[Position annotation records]
[start]

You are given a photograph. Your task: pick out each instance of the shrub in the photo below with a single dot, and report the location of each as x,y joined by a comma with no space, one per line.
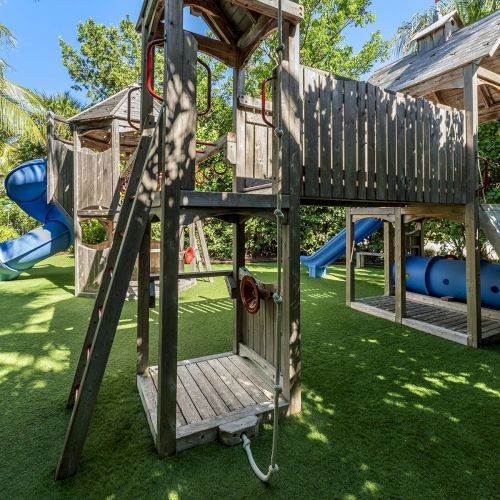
7,233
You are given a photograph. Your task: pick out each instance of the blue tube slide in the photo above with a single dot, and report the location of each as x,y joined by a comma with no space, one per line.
335,248
26,185
442,277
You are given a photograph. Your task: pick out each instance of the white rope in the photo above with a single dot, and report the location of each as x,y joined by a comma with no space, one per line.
278,299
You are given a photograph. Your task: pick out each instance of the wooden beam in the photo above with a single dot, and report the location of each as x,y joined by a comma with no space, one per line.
350,269
143,284
218,49
388,258
291,153
238,262
215,17
178,159
400,261
472,206
292,11
250,40
488,76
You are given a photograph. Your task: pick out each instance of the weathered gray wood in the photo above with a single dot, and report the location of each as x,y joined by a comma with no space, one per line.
108,306
472,208
179,156
350,142
196,395
362,141
392,124
400,272
143,283
292,118
381,147
243,397
325,112
208,390
226,395
388,258
420,160
337,137
371,105
410,150
350,260
311,133
238,261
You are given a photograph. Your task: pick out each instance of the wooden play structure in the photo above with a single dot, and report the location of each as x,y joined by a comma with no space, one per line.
324,140
86,177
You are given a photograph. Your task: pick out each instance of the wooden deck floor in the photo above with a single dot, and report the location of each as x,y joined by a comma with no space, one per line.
441,319
211,391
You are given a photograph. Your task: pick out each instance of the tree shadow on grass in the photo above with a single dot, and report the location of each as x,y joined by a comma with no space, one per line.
388,412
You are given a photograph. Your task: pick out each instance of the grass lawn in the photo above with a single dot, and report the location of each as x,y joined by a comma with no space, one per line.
388,412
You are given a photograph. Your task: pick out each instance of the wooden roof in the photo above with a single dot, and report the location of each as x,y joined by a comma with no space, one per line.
475,41
115,106
238,25
437,74
94,124
453,15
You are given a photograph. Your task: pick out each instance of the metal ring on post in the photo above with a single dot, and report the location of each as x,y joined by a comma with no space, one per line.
250,294
129,107
209,87
150,67
264,100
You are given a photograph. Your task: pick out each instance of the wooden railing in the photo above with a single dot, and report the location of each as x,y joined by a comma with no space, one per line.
360,142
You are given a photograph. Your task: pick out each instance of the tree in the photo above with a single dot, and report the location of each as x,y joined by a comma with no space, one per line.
17,107
108,60
468,10
323,43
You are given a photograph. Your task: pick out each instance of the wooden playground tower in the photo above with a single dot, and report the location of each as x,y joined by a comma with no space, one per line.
339,144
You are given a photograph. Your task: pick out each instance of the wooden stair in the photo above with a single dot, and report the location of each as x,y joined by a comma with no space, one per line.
132,221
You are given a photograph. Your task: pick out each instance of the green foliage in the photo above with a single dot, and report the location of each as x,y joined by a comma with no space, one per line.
93,232
489,147
7,233
12,216
468,10
108,60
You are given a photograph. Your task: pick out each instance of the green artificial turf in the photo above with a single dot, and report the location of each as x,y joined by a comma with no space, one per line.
388,412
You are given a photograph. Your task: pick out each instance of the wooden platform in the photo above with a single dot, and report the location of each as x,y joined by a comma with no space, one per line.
431,315
211,391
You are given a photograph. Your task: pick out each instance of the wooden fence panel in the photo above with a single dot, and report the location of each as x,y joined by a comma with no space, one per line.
362,143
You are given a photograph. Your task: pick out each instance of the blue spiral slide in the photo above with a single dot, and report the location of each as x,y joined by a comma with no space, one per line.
335,248
26,185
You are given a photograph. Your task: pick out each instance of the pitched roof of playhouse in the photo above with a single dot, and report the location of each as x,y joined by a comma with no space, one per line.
114,107
465,45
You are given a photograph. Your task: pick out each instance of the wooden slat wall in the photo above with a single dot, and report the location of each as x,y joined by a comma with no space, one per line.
96,181
364,143
258,330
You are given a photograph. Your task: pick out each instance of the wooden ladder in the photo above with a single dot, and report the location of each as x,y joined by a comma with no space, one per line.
130,227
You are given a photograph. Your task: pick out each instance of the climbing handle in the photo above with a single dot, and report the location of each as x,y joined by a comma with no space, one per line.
150,66
264,100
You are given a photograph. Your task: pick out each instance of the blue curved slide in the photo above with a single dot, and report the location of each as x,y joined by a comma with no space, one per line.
26,185
335,248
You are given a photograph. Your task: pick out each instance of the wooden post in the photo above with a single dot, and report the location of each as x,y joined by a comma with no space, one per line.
472,207
76,205
350,260
291,99
143,283
179,157
388,258
238,261
400,262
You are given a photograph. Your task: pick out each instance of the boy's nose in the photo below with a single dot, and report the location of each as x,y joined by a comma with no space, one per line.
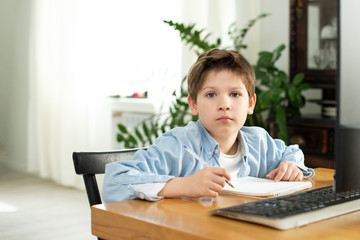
224,105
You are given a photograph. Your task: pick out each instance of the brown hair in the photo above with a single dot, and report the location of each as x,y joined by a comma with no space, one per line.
216,60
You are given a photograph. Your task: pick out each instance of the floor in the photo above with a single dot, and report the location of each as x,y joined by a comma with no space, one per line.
33,208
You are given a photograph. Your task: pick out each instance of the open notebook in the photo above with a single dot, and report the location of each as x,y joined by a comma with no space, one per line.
263,188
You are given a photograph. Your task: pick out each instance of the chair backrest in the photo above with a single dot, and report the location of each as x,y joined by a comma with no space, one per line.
88,164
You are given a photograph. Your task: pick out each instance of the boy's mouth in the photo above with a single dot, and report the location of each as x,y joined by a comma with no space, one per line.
224,118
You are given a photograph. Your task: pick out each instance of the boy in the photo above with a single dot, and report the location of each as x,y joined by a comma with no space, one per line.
221,86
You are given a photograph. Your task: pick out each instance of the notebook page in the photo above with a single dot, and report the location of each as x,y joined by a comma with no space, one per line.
261,187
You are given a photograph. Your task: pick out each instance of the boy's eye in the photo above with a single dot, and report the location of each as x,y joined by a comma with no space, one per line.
235,94
211,95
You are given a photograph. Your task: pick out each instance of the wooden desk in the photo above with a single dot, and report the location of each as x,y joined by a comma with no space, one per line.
189,219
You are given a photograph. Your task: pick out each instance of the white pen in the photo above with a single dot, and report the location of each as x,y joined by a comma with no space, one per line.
197,157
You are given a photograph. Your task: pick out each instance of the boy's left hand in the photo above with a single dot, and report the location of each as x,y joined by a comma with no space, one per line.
287,171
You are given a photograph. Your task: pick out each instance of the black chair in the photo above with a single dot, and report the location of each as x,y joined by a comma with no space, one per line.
88,164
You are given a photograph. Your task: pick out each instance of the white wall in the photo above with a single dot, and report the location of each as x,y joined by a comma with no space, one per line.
14,37
349,63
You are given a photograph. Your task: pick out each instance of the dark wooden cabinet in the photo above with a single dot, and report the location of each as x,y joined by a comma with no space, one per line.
313,51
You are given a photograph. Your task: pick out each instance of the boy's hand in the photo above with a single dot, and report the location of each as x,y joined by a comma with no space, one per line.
287,171
206,182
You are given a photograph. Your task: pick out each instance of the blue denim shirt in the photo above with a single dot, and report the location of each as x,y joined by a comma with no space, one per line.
167,159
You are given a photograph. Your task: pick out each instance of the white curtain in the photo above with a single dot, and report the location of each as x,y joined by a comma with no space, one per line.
81,52
85,50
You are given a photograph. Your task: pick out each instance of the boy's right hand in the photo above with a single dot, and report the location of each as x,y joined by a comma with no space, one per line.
206,182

[end]

## PROBLEM TO WORK ON
Quote every line word for word and keep the images out of the copy.

## SOLVED PROBLEM
You are given a photograph. Your task: pick out each instance of the shrub in the photo below with a single dot, and report the location of each as x,y joined by a comma with no space, one per line.
7,233
You are given a photograph. Your task: pick out each instance of the blue tube slide in the photo above with a single dot, and report the location of each as x,y joined by a comma with no space, one per line.
335,248
26,185
442,277
You are given a photograph. Your task: pick out each instance of the white rope in the photo above with a single dot, and report the location of each as x,y joined by a comma with no space, one per line.
278,299
You are given a photograph. Your task: pick out each instance of the wooden beam in the photo above with a single dot, and report the location of each as x,y joined by a comma with no space, one per line.
350,269
143,284
218,49
388,258
291,153
238,262
215,17
178,159
400,261
472,206
292,11
250,40
488,76
You are given a photograph. Your task: pick out each instance of the weathered gray wood in the photo above with a single dot, and report the location of each as x,y joined by a comma with no space, one per line.
108,306
472,208
179,156
350,142
196,395
362,141
392,124
400,272
143,283
292,118
381,147
243,397
325,112
208,390
226,395
388,258
420,160
337,137
371,105
410,150
350,260
311,133
238,261
You are given a photograph. Your task: pick out each instance of the wooden play structure in the photo above with a single dot, and report the location of each as x,y joined by a comma with no space, one per line.
324,140
86,177
You are given a photograph. Your task: pick out each instance of the wooden deck floor in the photo above with a single dot, and report the location of each as x,y joined by a comma with no space, one per line.
441,319
211,391
You are given a photograph. Your task: pick out each instance of the tree shadow on grass in the photo above with a single dot, and report the location of each as x,y joined by a comma with no space, one per line.
388,412
You are given a photograph. Your task: pick out each instance of the grass lawn in the photo above with a single dot, and report the location of each as x,y joined by a comma with no space, one per line.
388,412
You are given a photograph. Your task: pick out each instance of the wooden roof in the photo above with a single dot, and report the location of each as x,y joined by a comma with no space, one per line.
475,41
115,106
238,25
437,74
94,124
453,15
You are given a photograph. Your task: pick out each instance of the metal ring on post in the photo above with a single dot, and report the location of each as x,y joined by a comma with no space, one per line.
250,294
129,107
209,87
150,67
264,100
You are given a photograph. Your task: pick out each instance of the wooden railing in the photo above with a single dot, and report the location of each as x,y joined by a comma with no space, one per line.
360,142
You are given a photograph. Your task: pick out each instance of the tree in the photo above with a single dot, and report the location of each as x,y joined by a comma with no space, one per line.
17,107
108,60
468,10
323,43
You are given a photograph. Your task: pick out each instance of the wooden playground tower in the photo above with a single dot, and report the location of each as x,y joined by a comma with no space, one per line.
339,144
You are given a photograph. Your task: pick out each instance of the wooden stair in the photo above with a single dot, and report the location of each as x,y joined by a comma with no space, one per line.
132,221
You are given a photograph. Your task: pick out each instance of the green foliage in the photo above with a single dot, and report the location of each as x,y joined by a comma with no space, one per line.
93,232
489,147
7,233
12,216
468,10
108,60
You are given a photograph. Your task: pick out each instance of the green artificial turf in the photo above with a single dot, and report the location of each as x,y joined by a comma with no space, one per line.
388,412
You are given a photograph. Your task: pick out each instance of the wooden platform in the photo above with a single dot, and report the location of each as x,y joined by a comma with no space, one per line.
431,315
211,391
You are given a photograph. Your task: pick out each instance of the wooden fence panel in the photo above with a single dot, and report the location of each as x,y joined by a comma with no space, one per line.
362,143
You are given a photograph. Your task: pick out each instance of the blue spiral slide in the photo above with a single dot, and report the location of each as x,y joined by a comma with no space, one per line.
335,248
26,185
You are given a photograph. Your task: pick out each instance of the pitched roof of playhouse in the photo above with a single dot, and report the location of each as x,y joined by a comma with no space, one per line.
114,107
465,45
You are given a photograph. Your task: pick out each instance of the wooden slat wall in the photo above with a single dot, and report the location of each as x,y joined by a comma with no space, one per line.
96,181
364,143
258,330
You are given a photograph. Your task: pick out each instance of the wooden ladder in the photo above with a single dot, and report the location of each as x,y joined by a comma with no space, one per line.
130,227
You are given a photograph. Your task: pick out each instance of the climbing handle in the photo above with a single dot, and report the location of each as x,y joined by a comma with no space, one per line.
150,66
264,100
You are given a photograph. Your task: pick out each instance of the blue curved slide in the photo above with a single dot, and report the location of each as x,y joined by a comma with no space, one per line.
26,185
335,248
You are given a photograph. Your task: pick out each instance of the wooden post in the photo above with a single dot, and report the location of each as x,y joined by a comma with no space, one per line.
472,207
76,205
350,260
291,99
143,283
179,157
388,258
238,261
400,262
You are given a photograph. Your task: pick out each instance of the boy's nose in the photo below with a single dot, and report the location of each as x,y joined by a comma with no space, one per line.
224,105
You are given a photograph. Your task: pick out each instance of the brown hair in the photo above with a single dot, and report the location of each as x,y joined by a comma with no space, one per line.
216,60
You are given a photograph. Your task: pick out each instance of the floor in the photo above with a single dot, and report the location of each as x,y joined by a comma with no space, one per line.
33,208
You are given a photograph. Your task: pick out each instance of the open notebook in the photo above with a single dot, and report the location of each as x,y joined by a comma with no space, one per line.
263,188
You are given a photograph. Your task: pick out each instance of the chair backrest in the photo above with a single dot, and report the location of each as x,y joined by a comma with no space, one per line.
88,164
You are given a photograph. Your task: pick out each instance of the boy's mouth in the photo above with a single dot, and report the location of each as x,y joined by a comma with no space, one per line.
224,118
You are given a photograph. Your task: pick out each instance of the boy in the photo above with a single dot, and report the location of each as x,y joined by a comma with no space, one per line.
221,86
You are given a photograph. Your task: pick out each instance of the notebook page in the photo above with a single dot, and report the location of each as x,y joined by a comma with no space, one per line.
261,187
You are given a photograph. Your task: pick out each instance of the boy's eye in the photo above with a single dot, and report the location of each as x,y joined by a comma with no space, one per line.
235,94
211,95
You are given a photograph. Your task: pick out each instance of the wooden desk in the photo above with a single dot, and report the location of each as x,y joined by a comma with no space, one per line.
189,219
You are given a photograph. Your task: pick out each instance of the white pen in the photo above with a single dot, and report the location of each as x,y joined by a comma with no space, one per line.
197,157
You are given a photograph. Your task: pick out each instance of the boy's left hand in the photo above with a single dot, and report the location of each as x,y joined by a comma with no space, one per line.
287,171
You are given a photograph. Your task: pick out each instance of the black chair in the photo above with a single dot, and report the location of each as x,y joined by a comma with no space, one per line.
88,164
You are given a photograph. Your task: pick out each instance of the white wall in the photo above with a single dot, and report the location of each as x,y joined by a comma with no space, one per line.
14,37
349,63
You are given a photograph. Your task: pick out each instance of the dark wooden cabinet in the photo above with a single dot, and report the location of each as x,y joined by a comma with no space, one per line.
313,51
You are given a photograph. Your task: pick out each instance of the boy's hand in the photo above with a single dot, and report the location of each as x,y joined by a comma with no space, one per line.
287,171
206,182
You are given a photograph. Your task: pick out each instance of the blue denim shirt in the photo above with a single dot, and report the location of each as x,y joined by a comma with no space, one per line.
167,159
You are given a photograph. Your task: pick out each instance of the white curtain in the photo above with a single dot, and report the location of each as x,y joined by a comma with no space, one per line.
81,52
85,50
You are given a photograph. Your task: pick out each instance of the boy's right hand in the photo above with a single dot, and report the location of each as x,y joined by a comma with no space, one per line.
206,182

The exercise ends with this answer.